**SOURCE DOCUMENT:**
We have described the operating constraints (communication models) and the goals (speed and robustness) applicable to biological and computational systems. In this section, we focus on differences in the algorithmic strategies used to achieve these goals and how such strategies are utilized in both domains.

One of the most widely used strategy in biological systems is stochastic decision-making. Randomness is used by biological processes to break symmetry,2 to overcome noise, and to ensure the survival of a population under changing environmental conditions.34 Given the similarities mentioned earlier, it is not surprising that stochasticity has also long been employed within distributed algorithms for very similar purposes. For example, for leader election it was shown that if all processes are initially identical it is impossible to elect a leader without using randomized algorithms (in which case, it can be solved only with high probability5). Similarly, no deterministic algorithm can solve consensus even if only one node fails, while randomized algorithms can handle such failures and foil adversaries.37 Another widely used strategy is feedback, both positive and negative. The use of feedback requires networks that contain several (often quite short) loops. For example, feedback inhibition is an important mechanism used to control the amount or concentration of a substance produced by a biochemical pathway to the appropriate level regardless of its current state or environmental availability. Homeostatic plasticity is another feedback mechanism that regulates activity levels of neurons to a certain range as a means to control circuit activity and prevent runaway excitation (seizures). Feedback is also central to several computational routing and initialization algorithms (using various types of backward acknowledgments). While useful, feedback can also amplify errors and noise in the system. This occurs in many message-passing schemes when incorrect or malicious information is distributed and amplified through the network over time. Biological systems can deal with this by adjusting network topology as mentioned earlier.

Records from a data collection
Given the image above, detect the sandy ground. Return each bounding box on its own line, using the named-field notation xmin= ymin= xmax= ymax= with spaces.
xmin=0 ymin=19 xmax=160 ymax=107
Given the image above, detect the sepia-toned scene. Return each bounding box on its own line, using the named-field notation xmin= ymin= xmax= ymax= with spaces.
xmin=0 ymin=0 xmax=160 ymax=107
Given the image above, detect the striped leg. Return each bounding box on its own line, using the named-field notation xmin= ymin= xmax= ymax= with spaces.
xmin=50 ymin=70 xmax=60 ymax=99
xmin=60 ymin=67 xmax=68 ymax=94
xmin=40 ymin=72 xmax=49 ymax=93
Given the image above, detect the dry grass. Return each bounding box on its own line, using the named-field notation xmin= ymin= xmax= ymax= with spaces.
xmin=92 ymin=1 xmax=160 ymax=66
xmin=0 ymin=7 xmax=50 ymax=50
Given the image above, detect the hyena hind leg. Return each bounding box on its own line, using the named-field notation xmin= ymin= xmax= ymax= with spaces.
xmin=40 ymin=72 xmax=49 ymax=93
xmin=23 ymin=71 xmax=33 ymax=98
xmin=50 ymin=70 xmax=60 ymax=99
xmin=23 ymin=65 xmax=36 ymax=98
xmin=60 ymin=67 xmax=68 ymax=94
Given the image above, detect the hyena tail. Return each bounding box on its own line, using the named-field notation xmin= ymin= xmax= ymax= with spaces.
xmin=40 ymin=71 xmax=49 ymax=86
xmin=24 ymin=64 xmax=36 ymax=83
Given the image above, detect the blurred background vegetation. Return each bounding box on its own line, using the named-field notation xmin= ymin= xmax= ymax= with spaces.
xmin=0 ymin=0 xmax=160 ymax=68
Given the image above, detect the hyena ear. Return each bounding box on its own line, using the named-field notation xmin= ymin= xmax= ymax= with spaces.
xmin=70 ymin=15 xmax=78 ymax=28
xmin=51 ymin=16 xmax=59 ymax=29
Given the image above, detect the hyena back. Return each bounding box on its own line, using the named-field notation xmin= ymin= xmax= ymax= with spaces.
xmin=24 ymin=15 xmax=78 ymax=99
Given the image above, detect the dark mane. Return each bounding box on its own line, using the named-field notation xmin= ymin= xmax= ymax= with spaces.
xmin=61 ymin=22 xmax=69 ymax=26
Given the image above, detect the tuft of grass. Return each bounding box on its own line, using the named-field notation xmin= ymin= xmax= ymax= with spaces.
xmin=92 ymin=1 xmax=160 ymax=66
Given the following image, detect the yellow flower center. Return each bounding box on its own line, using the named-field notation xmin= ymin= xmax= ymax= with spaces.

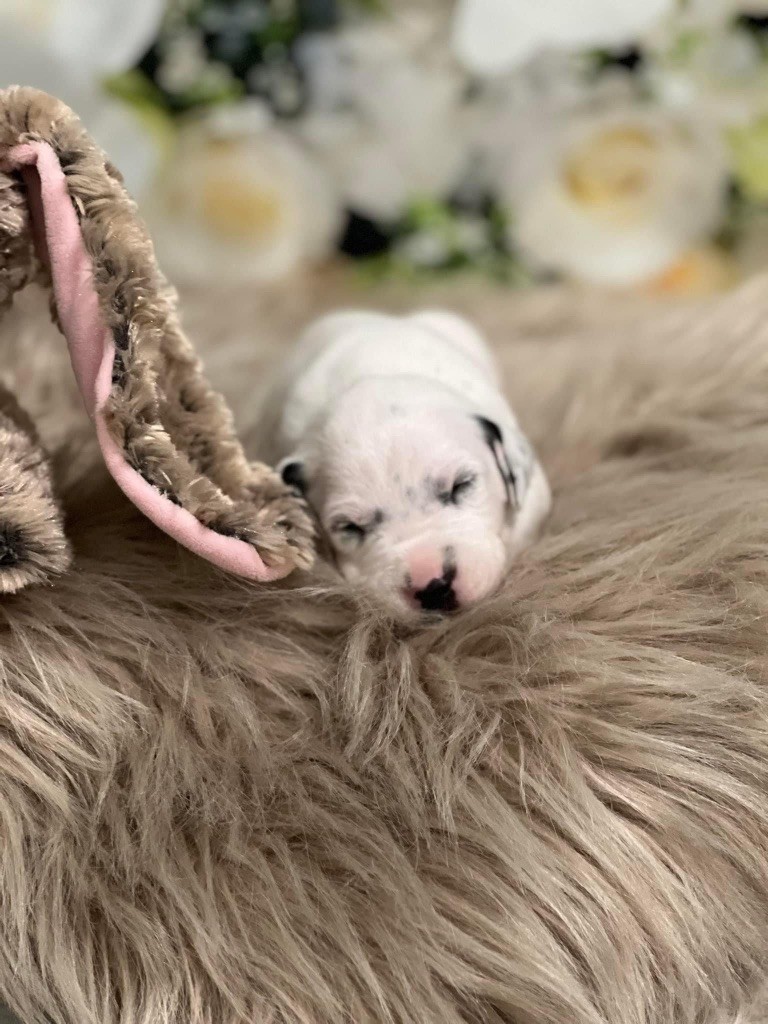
xmin=563 ymin=127 xmax=658 ymax=216
xmin=200 ymin=140 xmax=284 ymax=243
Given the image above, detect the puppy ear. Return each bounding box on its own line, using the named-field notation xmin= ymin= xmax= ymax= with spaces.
xmin=475 ymin=416 xmax=531 ymax=509
xmin=278 ymin=456 xmax=307 ymax=498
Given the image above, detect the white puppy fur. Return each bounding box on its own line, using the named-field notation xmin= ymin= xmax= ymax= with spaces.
xmin=274 ymin=311 xmax=551 ymax=614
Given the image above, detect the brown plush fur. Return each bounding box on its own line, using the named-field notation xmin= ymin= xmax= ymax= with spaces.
xmin=0 ymin=388 xmax=71 ymax=594
xmin=0 ymin=270 xmax=768 ymax=1024
xmin=0 ymin=88 xmax=313 ymax=567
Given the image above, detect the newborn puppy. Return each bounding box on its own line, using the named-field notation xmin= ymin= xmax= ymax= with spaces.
xmin=273 ymin=311 xmax=550 ymax=614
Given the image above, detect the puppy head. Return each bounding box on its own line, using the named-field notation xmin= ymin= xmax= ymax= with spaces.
xmin=281 ymin=381 xmax=548 ymax=615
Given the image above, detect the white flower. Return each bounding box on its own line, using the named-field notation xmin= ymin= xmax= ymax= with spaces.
xmin=0 ymin=0 xmax=165 ymax=195
xmin=501 ymin=102 xmax=727 ymax=285
xmin=300 ymin=16 xmax=468 ymax=220
xmin=0 ymin=0 xmax=166 ymax=85
xmin=454 ymin=0 xmax=675 ymax=75
xmin=145 ymin=101 xmax=340 ymax=282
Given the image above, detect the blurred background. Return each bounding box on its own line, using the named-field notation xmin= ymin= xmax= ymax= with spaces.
xmin=0 ymin=0 xmax=768 ymax=296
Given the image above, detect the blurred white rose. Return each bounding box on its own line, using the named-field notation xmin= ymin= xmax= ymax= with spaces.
xmin=0 ymin=0 xmax=165 ymax=195
xmin=500 ymin=103 xmax=727 ymax=285
xmin=0 ymin=0 xmax=166 ymax=81
xmin=144 ymin=101 xmax=340 ymax=282
xmin=299 ymin=15 xmax=468 ymax=220
xmin=453 ymin=0 xmax=675 ymax=75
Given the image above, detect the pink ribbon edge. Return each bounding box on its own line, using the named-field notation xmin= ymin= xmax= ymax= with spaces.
xmin=2 ymin=142 xmax=292 ymax=583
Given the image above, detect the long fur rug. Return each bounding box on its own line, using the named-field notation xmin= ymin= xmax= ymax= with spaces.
xmin=0 ymin=272 xmax=768 ymax=1024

**EXERCISE REQUIREMENTS:**
a: Answer these questions about the passage on algorithmic strategies in biological and computational systems:
(i) For what three purposes do biological processes use randomness?
(ii) What does homeostatic plasticity regulate?
(iii) How can biological systems deal with feedback amplifying errors and noise?
b: Please repeat the passage on algorithmic strategies from "We have described" up to and including "in both domains.".
c: Continue the passage on algorithmic strategies in biological and computational systems from the point where it stops.

**TASK RESPONSES:**
a:
(i) To break symmetry, to overcome noise, and to ensure the survival of a population under changing environmental conditions.
(ii) The activity levels of neurons, keeping them to a certain range as a means to control circuit activity and prevent runaway excitation (seizures).
(iii) By adjusting network topology.

b:
We have described the operating constraints (communication models) and the goals (speed and robustness) applicable to biological and computational systems. In this section, we focus on differences in the algorithmic strategies used to achieve these goals and how such strategies are utilized in both domains.

c:
One common difference is in using unique identifiers for nodes. As mentioned in the communication models section, message sizes are usually one bit or of constant size indicting that unlike many traditional distributed algorithms, biological processes do not use such an identifier to label the sender and receiver. While targeted interactions do exist in biology (for example, synapses between two neural cells or domains mediating protein interactions), a node receiving two messages usually cannot tell if these messages came from the same node or two different nodes.

Finally, while several distributed computing algorithms use majority voting37 to solve coordination problems, biological systems often employ weighted voting schemes. This allows some nodes to have a greater influence on a population based on their own belief. For example, in bacterial swarms, a subgroup may find an undesirable path when foraging and lead the entire population astray. To overcome this, it was found that bacterium can dynamically adjust their decisions based on their own confidence and messages received from other cells.50 While many of the rules used by these and other weighted-voting systems are yet to be worked out, they will likely be applicable in similar computing scenarios, for example, when programming distributed robot swarms for search-and-rescue operations.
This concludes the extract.